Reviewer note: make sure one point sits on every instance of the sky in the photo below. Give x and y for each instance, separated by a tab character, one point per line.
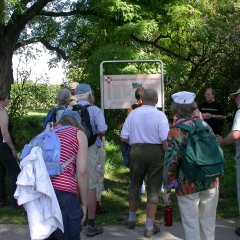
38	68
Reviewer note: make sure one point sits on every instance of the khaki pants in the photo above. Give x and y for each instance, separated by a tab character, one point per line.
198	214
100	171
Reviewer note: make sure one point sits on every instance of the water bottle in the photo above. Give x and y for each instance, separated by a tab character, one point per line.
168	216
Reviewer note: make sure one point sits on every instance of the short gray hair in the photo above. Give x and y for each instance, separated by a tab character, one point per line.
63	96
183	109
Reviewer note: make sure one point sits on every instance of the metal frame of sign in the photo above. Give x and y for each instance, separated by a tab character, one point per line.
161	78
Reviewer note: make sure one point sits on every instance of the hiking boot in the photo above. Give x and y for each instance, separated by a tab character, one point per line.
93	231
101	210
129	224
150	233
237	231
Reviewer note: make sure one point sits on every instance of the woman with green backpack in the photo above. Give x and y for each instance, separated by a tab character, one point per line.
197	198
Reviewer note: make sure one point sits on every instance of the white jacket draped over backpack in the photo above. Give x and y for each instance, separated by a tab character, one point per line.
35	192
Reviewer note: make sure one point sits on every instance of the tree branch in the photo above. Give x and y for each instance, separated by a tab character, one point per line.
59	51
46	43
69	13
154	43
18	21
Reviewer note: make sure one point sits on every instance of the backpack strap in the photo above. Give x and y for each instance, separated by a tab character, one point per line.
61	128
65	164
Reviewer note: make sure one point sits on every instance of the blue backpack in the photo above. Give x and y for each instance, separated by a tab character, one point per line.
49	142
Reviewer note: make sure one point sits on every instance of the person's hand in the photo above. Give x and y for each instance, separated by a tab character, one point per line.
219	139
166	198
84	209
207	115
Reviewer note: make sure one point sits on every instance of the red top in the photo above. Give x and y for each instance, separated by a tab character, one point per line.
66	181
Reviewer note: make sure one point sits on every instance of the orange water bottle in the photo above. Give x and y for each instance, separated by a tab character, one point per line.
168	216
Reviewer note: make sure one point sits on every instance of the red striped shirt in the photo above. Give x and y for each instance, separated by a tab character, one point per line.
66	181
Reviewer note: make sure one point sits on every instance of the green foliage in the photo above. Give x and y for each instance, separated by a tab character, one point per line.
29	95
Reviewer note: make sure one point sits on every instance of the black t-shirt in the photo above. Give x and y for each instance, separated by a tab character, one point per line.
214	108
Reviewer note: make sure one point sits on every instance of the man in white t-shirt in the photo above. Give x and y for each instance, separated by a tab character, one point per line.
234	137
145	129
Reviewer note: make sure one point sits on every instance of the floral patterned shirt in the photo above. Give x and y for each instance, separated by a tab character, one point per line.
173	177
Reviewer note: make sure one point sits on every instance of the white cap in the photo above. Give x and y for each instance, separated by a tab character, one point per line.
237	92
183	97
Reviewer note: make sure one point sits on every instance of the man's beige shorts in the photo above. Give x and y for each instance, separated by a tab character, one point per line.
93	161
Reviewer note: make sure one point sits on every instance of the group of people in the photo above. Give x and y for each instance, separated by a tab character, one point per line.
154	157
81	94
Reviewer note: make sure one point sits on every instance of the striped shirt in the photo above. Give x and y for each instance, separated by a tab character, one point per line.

┄┄┄┄┄┄┄┄┄┄

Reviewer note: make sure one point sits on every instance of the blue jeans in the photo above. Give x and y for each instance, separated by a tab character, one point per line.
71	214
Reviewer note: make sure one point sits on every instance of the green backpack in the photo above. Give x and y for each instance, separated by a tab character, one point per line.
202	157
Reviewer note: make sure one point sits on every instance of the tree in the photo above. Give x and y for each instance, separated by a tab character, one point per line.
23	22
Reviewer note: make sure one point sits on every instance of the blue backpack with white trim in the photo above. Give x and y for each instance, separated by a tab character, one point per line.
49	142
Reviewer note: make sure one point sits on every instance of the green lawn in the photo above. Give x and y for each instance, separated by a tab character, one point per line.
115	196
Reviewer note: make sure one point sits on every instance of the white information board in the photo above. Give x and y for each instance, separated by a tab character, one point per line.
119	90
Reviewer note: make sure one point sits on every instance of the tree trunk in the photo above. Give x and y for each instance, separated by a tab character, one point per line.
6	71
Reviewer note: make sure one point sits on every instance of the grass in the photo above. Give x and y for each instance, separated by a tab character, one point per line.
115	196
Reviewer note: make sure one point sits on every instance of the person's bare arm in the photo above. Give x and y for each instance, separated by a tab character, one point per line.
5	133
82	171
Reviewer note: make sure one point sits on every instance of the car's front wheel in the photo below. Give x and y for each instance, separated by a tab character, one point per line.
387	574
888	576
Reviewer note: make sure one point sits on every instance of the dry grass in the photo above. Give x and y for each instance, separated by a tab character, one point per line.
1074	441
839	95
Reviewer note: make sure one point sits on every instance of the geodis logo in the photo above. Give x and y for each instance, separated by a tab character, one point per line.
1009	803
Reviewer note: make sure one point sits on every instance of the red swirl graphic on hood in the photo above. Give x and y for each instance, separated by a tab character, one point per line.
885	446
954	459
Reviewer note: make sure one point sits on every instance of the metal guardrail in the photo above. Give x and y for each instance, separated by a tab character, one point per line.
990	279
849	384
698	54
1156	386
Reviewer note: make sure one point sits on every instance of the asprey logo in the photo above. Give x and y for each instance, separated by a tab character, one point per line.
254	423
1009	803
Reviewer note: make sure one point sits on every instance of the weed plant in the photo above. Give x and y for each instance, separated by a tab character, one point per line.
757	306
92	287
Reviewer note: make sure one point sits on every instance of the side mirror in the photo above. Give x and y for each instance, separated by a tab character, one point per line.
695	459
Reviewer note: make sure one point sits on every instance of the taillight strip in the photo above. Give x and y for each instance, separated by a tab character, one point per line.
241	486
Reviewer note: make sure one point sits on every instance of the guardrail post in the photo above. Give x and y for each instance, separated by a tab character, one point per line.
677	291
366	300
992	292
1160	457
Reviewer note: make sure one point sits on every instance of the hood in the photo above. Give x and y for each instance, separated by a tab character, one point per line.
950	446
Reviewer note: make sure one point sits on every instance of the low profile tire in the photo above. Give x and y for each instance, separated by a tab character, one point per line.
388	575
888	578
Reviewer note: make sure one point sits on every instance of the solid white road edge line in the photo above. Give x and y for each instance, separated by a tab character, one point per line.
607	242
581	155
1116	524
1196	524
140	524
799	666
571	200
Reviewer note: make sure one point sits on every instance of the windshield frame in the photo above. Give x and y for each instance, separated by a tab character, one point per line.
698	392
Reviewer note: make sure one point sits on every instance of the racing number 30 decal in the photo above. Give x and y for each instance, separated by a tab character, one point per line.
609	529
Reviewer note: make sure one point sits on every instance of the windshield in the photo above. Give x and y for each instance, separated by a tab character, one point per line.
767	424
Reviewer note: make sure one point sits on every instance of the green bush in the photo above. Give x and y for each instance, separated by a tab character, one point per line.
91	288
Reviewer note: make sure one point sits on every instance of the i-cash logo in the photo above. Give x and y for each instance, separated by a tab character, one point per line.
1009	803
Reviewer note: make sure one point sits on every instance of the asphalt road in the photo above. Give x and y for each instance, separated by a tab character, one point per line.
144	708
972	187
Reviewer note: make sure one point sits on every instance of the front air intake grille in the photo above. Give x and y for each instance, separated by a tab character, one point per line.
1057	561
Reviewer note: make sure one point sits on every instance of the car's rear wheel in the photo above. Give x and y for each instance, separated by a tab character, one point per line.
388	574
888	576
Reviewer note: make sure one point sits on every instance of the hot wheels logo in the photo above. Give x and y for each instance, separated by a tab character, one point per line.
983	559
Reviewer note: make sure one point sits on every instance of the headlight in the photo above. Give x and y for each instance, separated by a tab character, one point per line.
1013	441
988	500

┄┄┄┄┄┄┄┄┄┄

(INSTRUCTION): Copy the records from the line with "the white cap" to the line with "of the striped" without changing anything, including both of those lines.

(EXPECTED OUTPUT):
Reviewer note: make sure one point sits on every instance of the white cap in the photo above. Give x and y for each instance, separated by a tab character, one point per line.
237	92
183	97
Reviewer note: make sure one point sits on every instance of the man's beige shorts in the photo above. Give x and y for each instance, separated by a tab character, one point per line.
93	161
Reviewer note: make sure one point sits on every instance of the group of people in the photo above. Give x and y for each instance, separated by a tab character, one point per line.
154	157
81	94
Reviewer note: make sure one point sits on every instance of the striped shirt in the photo above. Give x and y for each instance, separated by a tab character, one point per line.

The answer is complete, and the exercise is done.